▶ [WRITTEN PROBLEM 1] Filter the entries below, keeping every line that contains the string "tweed". Case counts.

▶ [EXCERPTED TEXT]

As shown in FIG. 3 and FIG. 4, the stator blade 10 is a metallic member (conductor) whose cross section orthogonal to a span direction S of the stator blade 10 (radial direction of the steam turbine) is formed in a hollow airfoil shape. That is, the stator blade 10 internally has a hollow portion 10 e. The blade surface of the stator blade 10 includes: a leading edge 10 a as an edge on an upstream side in a flow direction of steam; a trailing edge 10 b as an edge on a downstream side; a convex suction surface 10 c which extends on a suction side between the leading edge 10 a and the trailing edge 10 b; and a concave pressure surface 10 d which extends on a pressure side between the leading edge 10 a and the trailing edge 10 b.
In the stator blade 10, as shown in FIG. 4, for example, a first metal plate 11 processed in a curved shape and a second metal plate 12 processed in a curved shape are joined together via a first joining portion 13 and a second joining portion 14, and thereby forming a airfoil shape while forming an internal space 10 e between the first metal plate 11 and the second metal plate 12. The first metal plate 11 is formed such that the external surface of the first metal plate 11 constitutes a large part of the suction surface 10 c on the suction side which extends from the leading edge 10 a to the vicinity of the trailing edge 10 b, but does not include a part of the suction surface 10 c which extends to the trailing edge 10 b. The external surface of the second metal plate 12 constitutes the entire pressure surface 10 d on the pressure side which extends from the leading edge 10 a to the trailing edge 10 b, and constitutes a part of the suction surface 10 c on the suction side which extends to the trailing edge 10 b. The first joining portion 13 joins end portions on the leading edge 10 a side of both metal plates to each other. The first joining portion 13 is a portion formed by brazing or welding. The second joining portion 14 joins an end portion on the trailing edge 10 b side of the first metal plate 11 and a portion of the second metal plate 12 which is away from the trailing edge 10 b to the leading edge 10 a side. The second joining portion 14 is a portion formed by brazing or welding. The hollow portion 10 e is defined by the inner surface of the first metal plate 11 which is on an opposite side from the external surface of the first metal plate 11 (suction surface 10 c on the suction side) and faces the second metal plate 12 side, the inner surface of the second metal plate 12 which is on an opposite side from the external surface of the second metal plate 12 (pressure surface 10 d on the pressure side) and faces the first metal plate 11 side, the first joining portion 13 on the leading edge 10 a side, and the second joining portion 14 on the trailing edge 10 b side.
As shown in FIG. 3, the steam turbine according to the present embodiment has a stator blade heating system 20 that heats the stator blade 10 in a hollow shape. The present stator blade heating system 20 includes: an electromagnetic coil 21 disposed within the hollow portion 10 e of the stator blade 10; and a heating device 22 electrically connected to the electromagnetic coil 21 via wiring 23. The stator blade heating system 20 obviates a need for structures on the blade surface of the stator blade 10 such as slits, through holes, or the like communicating with the hollow portion 10 e.

▶ [WRITTEN PROBLEM 2] In the stator blade text, what part of the heating system sits inside the blade's hollow portion?

Source records
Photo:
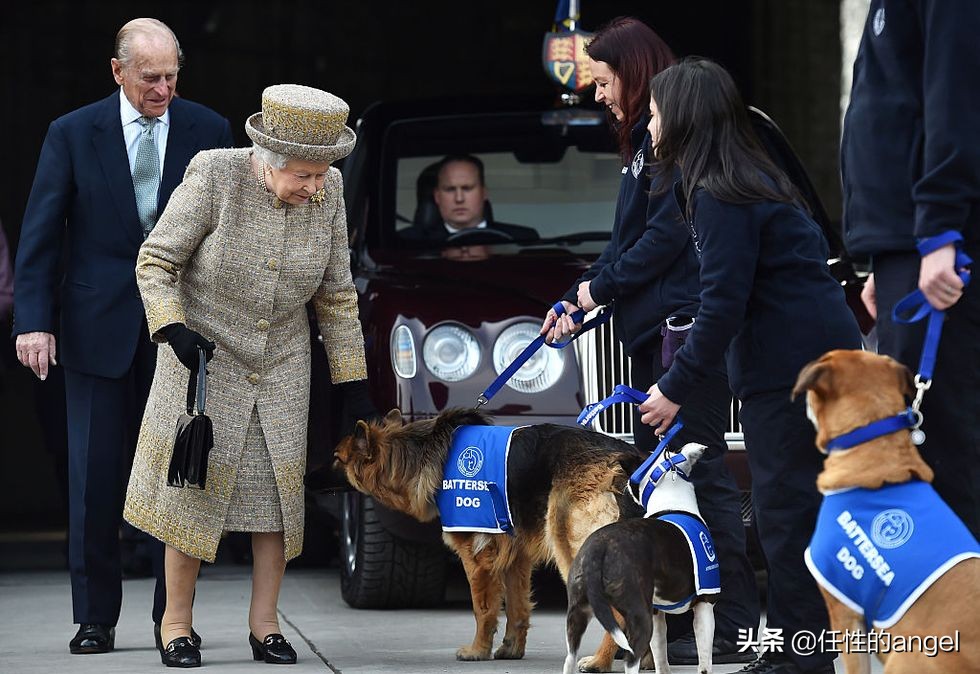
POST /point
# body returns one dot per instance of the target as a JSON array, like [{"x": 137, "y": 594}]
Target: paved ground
[{"x": 35, "y": 610}]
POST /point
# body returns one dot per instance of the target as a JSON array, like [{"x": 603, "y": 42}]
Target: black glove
[
  {"x": 185, "y": 342},
  {"x": 357, "y": 404}
]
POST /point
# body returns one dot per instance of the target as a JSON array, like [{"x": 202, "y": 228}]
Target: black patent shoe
[
  {"x": 195, "y": 638},
  {"x": 92, "y": 638},
  {"x": 181, "y": 652},
  {"x": 274, "y": 649}
]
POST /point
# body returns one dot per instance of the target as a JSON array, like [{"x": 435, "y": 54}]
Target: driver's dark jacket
[{"x": 649, "y": 267}]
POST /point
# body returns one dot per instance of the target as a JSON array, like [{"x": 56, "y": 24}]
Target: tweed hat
[{"x": 302, "y": 122}]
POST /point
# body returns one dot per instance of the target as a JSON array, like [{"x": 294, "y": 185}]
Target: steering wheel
[{"x": 473, "y": 235}]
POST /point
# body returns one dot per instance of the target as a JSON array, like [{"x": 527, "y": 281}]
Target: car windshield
[{"x": 546, "y": 184}]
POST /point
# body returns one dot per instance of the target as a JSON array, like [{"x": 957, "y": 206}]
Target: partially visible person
[
  {"x": 649, "y": 271},
  {"x": 248, "y": 238},
  {"x": 910, "y": 161},
  {"x": 104, "y": 172},
  {"x": 461, "y": 194},
  {"x": 770, "y": 304},
  {"x": 6, "y": 279}
]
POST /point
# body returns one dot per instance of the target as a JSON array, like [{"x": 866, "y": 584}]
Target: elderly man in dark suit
[{"x": 105, "y": 171}]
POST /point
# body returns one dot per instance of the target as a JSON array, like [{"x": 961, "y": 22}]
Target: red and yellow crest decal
[{"x": 565, "y": 60}]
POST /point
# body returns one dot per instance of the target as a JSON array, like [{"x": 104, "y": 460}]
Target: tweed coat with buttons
[{"x": 228, "y": 263}]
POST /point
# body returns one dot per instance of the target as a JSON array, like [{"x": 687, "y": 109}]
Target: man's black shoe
[
  {"x": 684, "y": 651},
  {"x": 327, "y": 479},
  {"x": 195, "y": 638},
  {"x": 779, "y": 663},
  {"x": 92, "y": 638}
]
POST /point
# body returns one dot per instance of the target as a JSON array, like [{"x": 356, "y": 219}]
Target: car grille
[{"x": 603, "y": 364}]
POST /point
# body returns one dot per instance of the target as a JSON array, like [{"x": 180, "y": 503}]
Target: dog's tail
[{"x": 602, "y": 609}]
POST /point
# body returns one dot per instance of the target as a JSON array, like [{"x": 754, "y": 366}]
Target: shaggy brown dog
[
  {"x": 563, "y": 483},
  {"x": 846, "y": 390}
]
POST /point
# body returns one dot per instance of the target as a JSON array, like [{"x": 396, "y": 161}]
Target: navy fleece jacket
[
  {"x": 767, "y": 298},
  {"x": 910, "y": 153},
  {"x": 649, "y": 268}
]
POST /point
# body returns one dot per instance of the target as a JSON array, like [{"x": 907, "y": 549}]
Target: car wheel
[{"x": 380, "y": 570}]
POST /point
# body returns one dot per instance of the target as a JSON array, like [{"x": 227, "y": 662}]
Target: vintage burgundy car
[{"x": 441, "y": 320}]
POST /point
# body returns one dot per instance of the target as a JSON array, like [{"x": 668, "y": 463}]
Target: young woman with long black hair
[
  {"x": 768, "y": 302},
  {"x": 650, "y": 271}
]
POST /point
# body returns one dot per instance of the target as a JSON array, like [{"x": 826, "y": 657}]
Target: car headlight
[
  {"x": 451, "y": 352},
  {"x": 540, "y": 371},
  {"x": 403, "y": 352}
]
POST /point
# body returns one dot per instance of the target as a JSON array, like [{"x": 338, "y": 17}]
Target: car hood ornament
[{"x": 563, "y": 53}]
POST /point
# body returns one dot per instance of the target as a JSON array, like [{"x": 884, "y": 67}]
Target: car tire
[{"x": 380, "y": 570}]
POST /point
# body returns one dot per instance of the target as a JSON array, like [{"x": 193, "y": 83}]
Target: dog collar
[{"x": 907, "y": 419}]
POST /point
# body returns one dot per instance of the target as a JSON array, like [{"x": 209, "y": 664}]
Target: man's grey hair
[
  {"x": 273, "y": 159},
  {"x": 138, "y": 27}
]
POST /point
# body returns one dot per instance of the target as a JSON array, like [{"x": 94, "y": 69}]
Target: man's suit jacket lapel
[
  {"x": 110, "y": 146},
  {"x": 181, "y": 148}
]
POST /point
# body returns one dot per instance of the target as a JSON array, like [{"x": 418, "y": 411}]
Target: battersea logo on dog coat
[
  {"x": 474, "y": 483},
  {"x": 707, "y": 575},
  {"x": 877, "y": 550}
]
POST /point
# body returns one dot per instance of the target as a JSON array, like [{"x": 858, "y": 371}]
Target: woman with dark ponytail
[
  {"x": 768, "y": 303},
  {"x": 649, "y": 271}
]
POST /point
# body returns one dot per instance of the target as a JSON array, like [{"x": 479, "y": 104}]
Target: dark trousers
[
  {"x": 785, "y": 462},
  {"x": 951, "y": 407},
  {"x": 705, "y": 421},
  {"x": 104, "y": 417}
]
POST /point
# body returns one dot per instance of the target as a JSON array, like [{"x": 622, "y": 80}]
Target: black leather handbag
[
  {"x": 195, "y": 435},
  {"x": 674, "y": 331}
]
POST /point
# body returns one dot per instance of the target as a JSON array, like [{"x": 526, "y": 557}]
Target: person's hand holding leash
[
  {"x": 658, "y": 410},
  {"x": 585, "y": 296},
  {"x": 938, "y": 279},
  {"x": 37, "y": 350},
  {"x": 559, "y": 328}
]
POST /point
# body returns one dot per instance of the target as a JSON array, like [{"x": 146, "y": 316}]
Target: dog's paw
[
  {"x": 592, "y": 664},
  {"x": 509, "y": 650},
  {"x": 470, "y": 654}
]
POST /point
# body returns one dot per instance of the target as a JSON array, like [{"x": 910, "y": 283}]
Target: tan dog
[
  {"x": 563, "y": 483},
  {"x": 847, "y": 390}
]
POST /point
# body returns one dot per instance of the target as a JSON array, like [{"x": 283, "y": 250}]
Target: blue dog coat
[
  {"x": 707, "y": 575},
  {"x": 474, "y": 484},
  {"x": 878, "y": 550}
]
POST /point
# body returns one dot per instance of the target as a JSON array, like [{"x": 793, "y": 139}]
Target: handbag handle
[{"x": 201, "y": 384}]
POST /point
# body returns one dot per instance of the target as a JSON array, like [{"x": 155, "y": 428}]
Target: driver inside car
[{"x": 460, "y": 197}]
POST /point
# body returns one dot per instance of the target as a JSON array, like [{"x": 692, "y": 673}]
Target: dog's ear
[
  {"x": 816, "y": 376},
  {"x": 692, "y": 451},
  {"x": 362, "y": 440},
  {"x": 394, "y": 418}
]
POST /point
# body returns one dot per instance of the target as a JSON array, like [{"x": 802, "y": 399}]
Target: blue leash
[
  {"x": 916, "y": 303},
  {"x": 621, "y": 394},
  {"x": 625, "y": 394},
  {"x": 531, "y": 348}
]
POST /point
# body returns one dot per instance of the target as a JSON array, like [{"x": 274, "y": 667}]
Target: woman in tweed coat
[{"x": 248, "y": 238}]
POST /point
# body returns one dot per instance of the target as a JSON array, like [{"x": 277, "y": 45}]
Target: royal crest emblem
[{"x": 564, "y": 59}]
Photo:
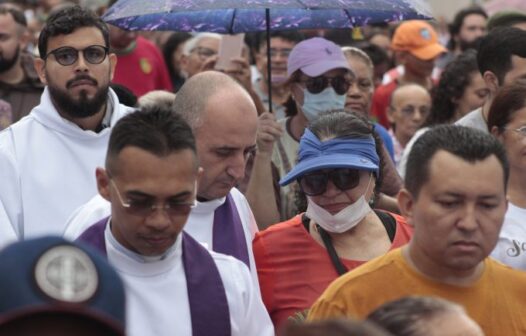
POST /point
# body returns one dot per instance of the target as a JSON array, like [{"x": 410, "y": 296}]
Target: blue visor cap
[{"x": 357, "y": 153}]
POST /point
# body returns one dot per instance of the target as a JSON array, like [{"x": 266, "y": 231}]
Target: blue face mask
[{"x": 327, "y": 100}]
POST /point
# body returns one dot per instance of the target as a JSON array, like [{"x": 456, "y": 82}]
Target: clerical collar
[{"x": 108, "y": 235}]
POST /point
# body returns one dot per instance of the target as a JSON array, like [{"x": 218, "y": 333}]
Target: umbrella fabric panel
[{"x": 179, "y": 15}]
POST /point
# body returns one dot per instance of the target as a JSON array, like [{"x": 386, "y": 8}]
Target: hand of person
[
  {"x": 240, "y": 70},
  {"x": 269, "y": 130},
  {"x": 209, "y": 63}
]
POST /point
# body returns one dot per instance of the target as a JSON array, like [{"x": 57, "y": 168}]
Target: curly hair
[{"x": 453, "y": 82}]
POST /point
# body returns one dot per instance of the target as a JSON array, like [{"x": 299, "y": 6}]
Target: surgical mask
[
  {"x": 344, "y": 220},
  {"x": 327, "y": 100}
]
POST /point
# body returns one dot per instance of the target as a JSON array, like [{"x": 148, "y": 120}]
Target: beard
[
  {"x": 7, "y": 63},
  {"x": 83, "y": 106}
]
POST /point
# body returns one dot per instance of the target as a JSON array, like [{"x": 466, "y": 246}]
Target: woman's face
[
  {"x": 360, "y": 93},
  {"x": 515, "y": 142},
  {"x": 334, "y": 200},
  {"x": 474, "y": 95}
]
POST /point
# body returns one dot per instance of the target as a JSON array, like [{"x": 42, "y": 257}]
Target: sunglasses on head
[
  {"x": 94, "y": 54},
  {"x": 340, "y": 84},
  {"x": 315, "y": 183}
]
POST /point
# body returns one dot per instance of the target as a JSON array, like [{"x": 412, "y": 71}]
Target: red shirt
[
  {"x": 294, "y": 269},
  {"x": 143, "y": 69}
]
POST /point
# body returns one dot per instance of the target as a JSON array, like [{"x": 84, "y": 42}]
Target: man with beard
[
  {"x": 19, "y": 82},
  {"x": 47, "y": 159},
  {"x": 468, "y": 26}
]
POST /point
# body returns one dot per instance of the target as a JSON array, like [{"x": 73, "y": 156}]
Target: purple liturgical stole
[
  {"x": 228, "y": 235},
  {"x": 206, "y": 294}
]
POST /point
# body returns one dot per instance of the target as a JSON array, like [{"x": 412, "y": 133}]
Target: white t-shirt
[
  {"x": 157, "y": 302},
  {"x": 511, "y": 247},
  {"x": 199, "y": 224}
]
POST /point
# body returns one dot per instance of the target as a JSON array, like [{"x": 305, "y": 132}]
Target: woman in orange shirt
[{"x": 339, "y": 170}]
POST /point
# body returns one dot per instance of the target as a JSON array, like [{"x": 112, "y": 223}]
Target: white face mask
[
  {"x": 327, "y": 100},
  {"x": 344, "y": 220}
]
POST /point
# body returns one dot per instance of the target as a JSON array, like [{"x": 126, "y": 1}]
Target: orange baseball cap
[{"x": 419, "y": 38}]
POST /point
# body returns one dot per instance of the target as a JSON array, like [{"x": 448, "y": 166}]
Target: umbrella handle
[{"x": 269, "y": 81}]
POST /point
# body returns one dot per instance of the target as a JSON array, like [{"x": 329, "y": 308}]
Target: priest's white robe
[
  {"x": 47, "y": 167},
  {"x": 157, "y": 301},
  {"x": 199, "y": 224}
]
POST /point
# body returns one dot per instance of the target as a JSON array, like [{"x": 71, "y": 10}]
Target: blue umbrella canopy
[{"x": 237, "y": 16}]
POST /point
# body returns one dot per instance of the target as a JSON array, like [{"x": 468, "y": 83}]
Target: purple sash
[
  {"x": 206, "y": 294},
  {"x": 228, "y": 235}
]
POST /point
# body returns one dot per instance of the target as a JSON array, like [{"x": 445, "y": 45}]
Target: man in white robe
[
  {"x": 47, "y": 159},
  {"x": 174, "y": 285},
  {"x": 224, "y": 121}
]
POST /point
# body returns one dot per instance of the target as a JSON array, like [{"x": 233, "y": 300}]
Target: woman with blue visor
[{"x": 338, "y": 170}]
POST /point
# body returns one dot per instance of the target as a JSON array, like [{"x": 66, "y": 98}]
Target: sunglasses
[
  {"x": 145, "y": 207},
  {"x": 315, "y": 183},
  {"x": 94, "y": 54},
  {"x": 340, "y": 84}
]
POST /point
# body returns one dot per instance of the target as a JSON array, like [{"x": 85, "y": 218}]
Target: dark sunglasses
[
  {"x": 94, "y": 54},
  {"x": 340, "y": 84},
  {"x": 315, "y": 183}
]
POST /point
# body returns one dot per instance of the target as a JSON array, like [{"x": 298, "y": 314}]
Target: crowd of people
[{"x": 369, "y": 182}]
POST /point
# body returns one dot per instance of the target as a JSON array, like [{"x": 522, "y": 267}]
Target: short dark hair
[
  {"x": 404, "y": 317},
  {"x": 453, "y": 82},
  {"x": 334, "y": 327},
  {"x": 496, "y": 49},
  {"x": 156, "y": 129},
  {"x": 467, "y": 143},
  {"x": 66, "y": 21},
  {"x": 458, "y": 21},
  {"x": 348, "y": 125},
  {"x": 18, "y": 16},
  {"x": 506, "y": 103}
]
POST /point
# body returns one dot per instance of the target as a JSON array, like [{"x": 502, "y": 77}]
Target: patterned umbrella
[{"x": 238, "y": 16}]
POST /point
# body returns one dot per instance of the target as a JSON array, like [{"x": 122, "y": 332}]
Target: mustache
[{"x": 78, "y": 78}]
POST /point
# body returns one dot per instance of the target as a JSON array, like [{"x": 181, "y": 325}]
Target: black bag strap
[{"x": 387, "y": 220}]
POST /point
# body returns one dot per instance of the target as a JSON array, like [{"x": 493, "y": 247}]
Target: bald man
[
  {"x": 224, "y": 120},
  {"x": 409, "y": 107}
]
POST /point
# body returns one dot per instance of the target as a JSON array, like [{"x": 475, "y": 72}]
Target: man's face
[
  {"x": 517, "y": 73},
  {"x": 279, "y": 55},
  {"x": 10, "y": 40},
  {"x": 207, "y": 46},
  {"x": 457, "y": 215},
  {"x": 142, "y": 178},
  {"x": 416, "y": 66},
  {"x": 409, "y": 109},
  {"x": 473, "y": 27},
  {"x": 78, "y": 90},
  {"x": 224, "y": 141}
]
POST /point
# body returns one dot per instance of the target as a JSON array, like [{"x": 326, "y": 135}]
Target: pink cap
[{"x": 316, "y": 56}]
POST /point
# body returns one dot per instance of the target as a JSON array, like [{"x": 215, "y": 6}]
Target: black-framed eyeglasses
[
  {"x": 94, "y": 54},
  {"x": 521, "y": 130},
  {"x": 315, "y": 85},
  {"x": 148, "y": 206},
  {"x": 315, "y": 183}
]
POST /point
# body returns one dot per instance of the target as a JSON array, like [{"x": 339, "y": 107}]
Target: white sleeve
[
  {"x": 86, "y": 215},
  {"x": 248, "y": 315},
  {"x": 250, "y": 228},
  {"x": 7, "y": 233},
  {"x": 10, "y": 192}
]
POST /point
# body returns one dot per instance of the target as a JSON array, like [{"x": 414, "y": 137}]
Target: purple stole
[
  {"x": 228, "y": 236},
  {"x": 206, "y": 294}
]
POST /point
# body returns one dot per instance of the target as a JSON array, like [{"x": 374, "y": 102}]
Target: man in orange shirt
[{"x": 455, "y": 199}]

▶ [WRITTEN REPLY 1]
Target: tweed hat
Target: tweed coat with buttons
Target: woman in tweed coat

▶ [WRITTEN REPLY 2] An electromagnetic coil (21) is disposed within the hollow portion 10 e.